* _DATA TO PROCESS_:
__________________________________________________
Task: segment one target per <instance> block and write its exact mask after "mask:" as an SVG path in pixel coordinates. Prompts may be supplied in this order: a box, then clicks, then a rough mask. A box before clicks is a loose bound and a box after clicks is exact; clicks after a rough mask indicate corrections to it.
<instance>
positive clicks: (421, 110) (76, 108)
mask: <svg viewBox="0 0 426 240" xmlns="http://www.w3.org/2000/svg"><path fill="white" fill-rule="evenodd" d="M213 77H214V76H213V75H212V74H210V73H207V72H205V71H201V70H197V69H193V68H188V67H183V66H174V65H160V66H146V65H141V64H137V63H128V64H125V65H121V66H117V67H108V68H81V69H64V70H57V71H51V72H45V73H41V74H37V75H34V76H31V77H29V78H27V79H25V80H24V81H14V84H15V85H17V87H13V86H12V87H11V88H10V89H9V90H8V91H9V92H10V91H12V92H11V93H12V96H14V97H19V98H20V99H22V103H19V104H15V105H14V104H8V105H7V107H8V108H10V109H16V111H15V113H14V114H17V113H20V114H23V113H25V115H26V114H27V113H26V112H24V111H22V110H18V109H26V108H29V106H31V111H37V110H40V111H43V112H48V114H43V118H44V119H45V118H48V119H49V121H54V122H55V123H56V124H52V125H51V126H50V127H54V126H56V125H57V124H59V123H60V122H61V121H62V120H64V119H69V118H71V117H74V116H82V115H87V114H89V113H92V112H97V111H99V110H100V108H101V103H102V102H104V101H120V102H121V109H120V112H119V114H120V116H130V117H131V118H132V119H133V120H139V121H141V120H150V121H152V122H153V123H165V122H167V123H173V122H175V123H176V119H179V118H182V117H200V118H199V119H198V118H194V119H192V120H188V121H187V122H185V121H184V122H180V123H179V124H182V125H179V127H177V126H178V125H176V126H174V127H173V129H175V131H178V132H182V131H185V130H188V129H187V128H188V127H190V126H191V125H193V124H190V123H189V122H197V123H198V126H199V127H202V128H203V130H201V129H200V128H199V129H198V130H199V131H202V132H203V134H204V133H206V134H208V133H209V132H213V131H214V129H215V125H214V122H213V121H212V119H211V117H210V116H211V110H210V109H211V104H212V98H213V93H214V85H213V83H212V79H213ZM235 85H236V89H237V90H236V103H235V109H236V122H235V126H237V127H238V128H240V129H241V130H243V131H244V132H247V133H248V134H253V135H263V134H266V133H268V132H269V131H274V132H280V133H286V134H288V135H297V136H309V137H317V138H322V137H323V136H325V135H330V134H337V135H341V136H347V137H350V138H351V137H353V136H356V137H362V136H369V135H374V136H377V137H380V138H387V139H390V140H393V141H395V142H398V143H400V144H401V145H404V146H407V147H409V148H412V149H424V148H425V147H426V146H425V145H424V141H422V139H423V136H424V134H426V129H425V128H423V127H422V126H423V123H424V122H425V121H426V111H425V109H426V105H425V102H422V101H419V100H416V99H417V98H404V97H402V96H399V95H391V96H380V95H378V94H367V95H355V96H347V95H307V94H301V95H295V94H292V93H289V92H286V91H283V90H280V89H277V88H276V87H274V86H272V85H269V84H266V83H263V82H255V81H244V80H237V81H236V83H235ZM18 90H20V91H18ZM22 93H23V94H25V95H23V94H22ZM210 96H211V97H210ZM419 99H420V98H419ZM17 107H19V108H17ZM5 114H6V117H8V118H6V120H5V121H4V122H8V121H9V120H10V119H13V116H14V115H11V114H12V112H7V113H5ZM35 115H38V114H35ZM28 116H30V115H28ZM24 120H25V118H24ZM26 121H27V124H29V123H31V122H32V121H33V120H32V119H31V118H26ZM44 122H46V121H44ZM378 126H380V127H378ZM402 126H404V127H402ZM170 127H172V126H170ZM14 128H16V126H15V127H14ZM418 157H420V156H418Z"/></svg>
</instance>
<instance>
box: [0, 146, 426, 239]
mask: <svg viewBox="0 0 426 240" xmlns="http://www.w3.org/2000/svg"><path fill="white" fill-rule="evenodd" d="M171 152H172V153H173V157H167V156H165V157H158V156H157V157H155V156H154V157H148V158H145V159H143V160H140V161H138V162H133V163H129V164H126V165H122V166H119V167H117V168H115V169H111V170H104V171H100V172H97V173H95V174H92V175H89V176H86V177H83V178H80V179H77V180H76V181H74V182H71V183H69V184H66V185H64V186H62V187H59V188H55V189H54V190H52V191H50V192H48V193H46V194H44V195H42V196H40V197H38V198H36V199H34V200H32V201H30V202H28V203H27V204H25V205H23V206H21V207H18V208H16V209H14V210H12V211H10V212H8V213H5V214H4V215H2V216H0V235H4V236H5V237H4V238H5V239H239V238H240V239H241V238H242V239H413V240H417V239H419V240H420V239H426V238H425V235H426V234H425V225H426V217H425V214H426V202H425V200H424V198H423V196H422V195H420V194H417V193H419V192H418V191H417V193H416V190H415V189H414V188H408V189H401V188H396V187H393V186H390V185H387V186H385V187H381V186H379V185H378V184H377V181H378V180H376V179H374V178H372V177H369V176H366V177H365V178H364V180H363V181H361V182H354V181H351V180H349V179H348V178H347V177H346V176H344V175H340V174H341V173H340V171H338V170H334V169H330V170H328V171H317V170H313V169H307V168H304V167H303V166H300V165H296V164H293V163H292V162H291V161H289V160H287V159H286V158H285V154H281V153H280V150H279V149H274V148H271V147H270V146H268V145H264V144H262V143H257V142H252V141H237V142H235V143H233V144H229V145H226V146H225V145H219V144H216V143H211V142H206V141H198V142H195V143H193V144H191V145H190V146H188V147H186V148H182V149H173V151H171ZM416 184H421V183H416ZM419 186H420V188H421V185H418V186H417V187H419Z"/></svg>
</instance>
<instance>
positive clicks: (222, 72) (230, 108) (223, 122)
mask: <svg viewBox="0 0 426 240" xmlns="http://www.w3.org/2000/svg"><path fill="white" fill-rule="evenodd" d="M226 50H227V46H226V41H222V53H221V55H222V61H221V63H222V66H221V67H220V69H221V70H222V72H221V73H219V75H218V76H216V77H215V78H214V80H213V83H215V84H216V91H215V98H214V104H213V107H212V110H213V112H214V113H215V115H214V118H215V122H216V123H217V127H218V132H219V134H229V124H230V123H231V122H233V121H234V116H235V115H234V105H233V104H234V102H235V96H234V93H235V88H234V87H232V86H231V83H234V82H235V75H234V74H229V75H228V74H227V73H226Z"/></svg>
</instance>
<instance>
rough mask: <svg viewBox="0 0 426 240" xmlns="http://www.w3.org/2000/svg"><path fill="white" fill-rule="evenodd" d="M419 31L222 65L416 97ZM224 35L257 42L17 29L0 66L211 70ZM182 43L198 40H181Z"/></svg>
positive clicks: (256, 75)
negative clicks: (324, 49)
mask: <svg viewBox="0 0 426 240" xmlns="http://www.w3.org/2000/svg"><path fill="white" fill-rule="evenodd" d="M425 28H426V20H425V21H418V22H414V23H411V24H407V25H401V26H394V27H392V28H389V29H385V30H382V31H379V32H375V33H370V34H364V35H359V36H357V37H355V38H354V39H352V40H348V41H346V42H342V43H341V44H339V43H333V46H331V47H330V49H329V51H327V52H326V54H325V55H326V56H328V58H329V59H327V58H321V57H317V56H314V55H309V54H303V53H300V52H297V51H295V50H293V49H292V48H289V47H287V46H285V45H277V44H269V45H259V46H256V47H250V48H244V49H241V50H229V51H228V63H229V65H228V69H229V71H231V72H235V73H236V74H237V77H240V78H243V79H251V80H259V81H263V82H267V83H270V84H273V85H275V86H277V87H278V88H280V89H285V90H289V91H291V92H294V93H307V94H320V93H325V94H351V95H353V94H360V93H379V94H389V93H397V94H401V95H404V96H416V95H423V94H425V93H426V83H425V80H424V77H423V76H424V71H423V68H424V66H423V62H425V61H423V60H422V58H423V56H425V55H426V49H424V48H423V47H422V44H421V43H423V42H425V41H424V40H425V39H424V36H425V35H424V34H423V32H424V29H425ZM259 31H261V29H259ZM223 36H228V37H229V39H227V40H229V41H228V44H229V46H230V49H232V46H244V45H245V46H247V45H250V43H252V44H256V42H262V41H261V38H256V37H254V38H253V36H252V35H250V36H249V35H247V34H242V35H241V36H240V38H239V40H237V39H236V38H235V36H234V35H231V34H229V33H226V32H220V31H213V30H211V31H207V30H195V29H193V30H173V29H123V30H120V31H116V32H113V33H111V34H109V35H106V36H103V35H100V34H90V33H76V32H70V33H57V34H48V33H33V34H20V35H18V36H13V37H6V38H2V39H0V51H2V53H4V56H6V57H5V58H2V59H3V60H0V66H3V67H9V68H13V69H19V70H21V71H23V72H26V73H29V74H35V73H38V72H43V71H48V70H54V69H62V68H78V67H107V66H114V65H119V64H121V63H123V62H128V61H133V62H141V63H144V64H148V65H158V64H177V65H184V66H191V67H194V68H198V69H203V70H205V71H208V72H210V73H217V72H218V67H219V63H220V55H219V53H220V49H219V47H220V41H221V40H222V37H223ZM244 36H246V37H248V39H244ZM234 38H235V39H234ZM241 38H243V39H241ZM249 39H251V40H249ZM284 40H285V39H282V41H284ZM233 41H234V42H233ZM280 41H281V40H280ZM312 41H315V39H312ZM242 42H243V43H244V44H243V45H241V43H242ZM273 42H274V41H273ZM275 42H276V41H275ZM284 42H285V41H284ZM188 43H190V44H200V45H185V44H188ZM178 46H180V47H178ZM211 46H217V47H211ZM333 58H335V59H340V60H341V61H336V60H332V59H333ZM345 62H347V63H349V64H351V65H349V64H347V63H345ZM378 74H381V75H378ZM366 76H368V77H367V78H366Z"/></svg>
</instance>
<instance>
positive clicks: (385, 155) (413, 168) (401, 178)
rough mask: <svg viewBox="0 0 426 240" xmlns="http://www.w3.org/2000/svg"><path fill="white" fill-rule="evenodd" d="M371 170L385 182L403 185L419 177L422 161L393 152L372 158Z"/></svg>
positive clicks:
__________________________________________________
* _WHAT YOU SHOULD DO_:
Up to and including the last line of the data, copy each line exactly, starting with the line that contains "positive clicks: (385, 155)".

* _RESPONSE TO THE EXERCISE_:
positive clicks: (385, 155) (413, 168) (401, 178)
rough mask: <svg viewBox="0 0 426 240" xmlns="http://www.w3.org/2000/svg"><path fill="white" fill-rule="evenodd" d="M371 170L385 182L403 185L419 177L422 161L393 152L372 158Z"/></svg>
positive clicks:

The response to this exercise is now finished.